──────── PASSAGE TO READ ────────

Vircynthia Charley, District Manager for the Navajo Tribal Utility Authority, estimates that connecting rural reservation homes to the power grid would cost more than $30,000, a price tag that has left thousands of residents in the dark.

But thanks to the rising affordability of solar power, homes off the grid are gaining access to electricity for the first time. It’s not a perfect solution, as solar panel users can’t use multiple appliances simultaneously or keep their lights on throughout the night, but Charley believes its a step in the right direction.

Ted Simons: For most folks it is no big delta turn the lights off with a flip of a switch. But for many people on the Navajo Nation, it is a big deal. As part of our on going PBS series on poverty and opportunity in America: "Chasing The Dream," we look at how a utility company is working to get more power to the reservation.

PKG: Why in the world are people living without modern day electricity?

PKG: When we pass through a certain area of Navajo, there is high voltage lines you can see from the road and below them you will see a traditional Navajo ho gone but it is ironic we have electricity generated with Navajo resources that is going to power major areas and there is a little area with family not getting power.

PKG: I often wonder how much we lost our natural resources going out and delivering power elsewhere but nothing came back. Navaho nation is a battery for southwest. Our reservation actually has -- where is the pollution coming from? We don't live in a city. We are not actually using a lot of energy as individual Navajo citizens on the reservation. The obvious hope is the power plant and administrations. They were surrounded by the reservations with coal powered fire plants and the three listed on the reservations are the three biggest in the west.

PKG: I guess in a sense we took it for granted. The reason why they are not connected to the grid is because of the amount of cost, really.

PKG: It is $35,000 per mile to extend the grid and that is out of the pocket of the individual. I don't know about you but I don't have that kind of money laying around to put in electricity.

PKG: My grandmother, I was hoping she would get services before she had passed. That was my commitment to serve those type of people. They didn't have there opportunity so i was a little bummed they were not able to experience it.

PKG: the unique solution is using solar systems and off grid to give them electricity.

PKG: I have been having a solar system for probably like a good five years now. My daughter's medicine is how we got the solar too. We use that to keep it cool.

────────

■ **DIRECTIONS**
Return the passage on electricity for the Navajo Nation, copied word for word from "PKG: When we" to "in the west.".

──────── RECORDS SHOWN ────────

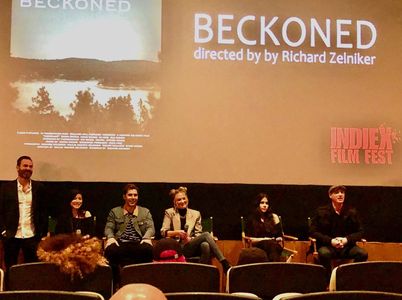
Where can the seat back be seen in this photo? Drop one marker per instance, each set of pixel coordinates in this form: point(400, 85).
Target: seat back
point(272, 278)
point(385, 276)
point(48, 295)
point(345, 295)
point(208, 296)
point(47, 276)
point(173, 276)
point(1, 280)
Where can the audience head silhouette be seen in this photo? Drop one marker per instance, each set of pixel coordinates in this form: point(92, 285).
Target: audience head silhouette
point(138, 291)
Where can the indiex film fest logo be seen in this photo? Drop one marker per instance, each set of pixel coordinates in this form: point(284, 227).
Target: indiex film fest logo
point(363, 145)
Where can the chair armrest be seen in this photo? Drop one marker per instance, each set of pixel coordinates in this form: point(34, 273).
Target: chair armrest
point(246, 241)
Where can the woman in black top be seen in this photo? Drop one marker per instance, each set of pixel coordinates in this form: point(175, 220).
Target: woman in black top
point(264, 229)
point(75, 219)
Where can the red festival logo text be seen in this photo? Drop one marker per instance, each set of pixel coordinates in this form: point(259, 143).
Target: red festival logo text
point(363, 145)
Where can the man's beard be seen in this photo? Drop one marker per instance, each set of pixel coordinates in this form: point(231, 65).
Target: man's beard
point(26, 174)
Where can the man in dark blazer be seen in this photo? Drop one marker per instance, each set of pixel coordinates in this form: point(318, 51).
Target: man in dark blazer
point(23, 214)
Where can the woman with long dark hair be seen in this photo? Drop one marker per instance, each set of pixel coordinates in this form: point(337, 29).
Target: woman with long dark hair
point(264, 228)
point(74, 218)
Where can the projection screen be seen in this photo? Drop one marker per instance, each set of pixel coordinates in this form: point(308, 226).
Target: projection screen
point(228, 91)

────────

■ **ANSWER BOX**
PKG: When we pass through a certain area of Navajo, there is high voltage lines you can see from the road and below them you will see a traditional Navajo ho gone but it is ironic we have electricity generated with Navajo resources that is going to power major areas and there is a little area with family not getting power.

PKG: I often wonder how much we lost our natural resources going out and delivering power elsewhere but nothing came back. Navaho nation is a battery for southwest. Our reservation actually has -- where is the pollution coming from? We don't live in a city. We are not actually using a lot of energy as individual Navajo citizens on the reservation. The obvious hope is the power plant and administrations. They were surrounded by the reservations with coal powered fire plants and the three listed on the reservations are the three biggest in the west.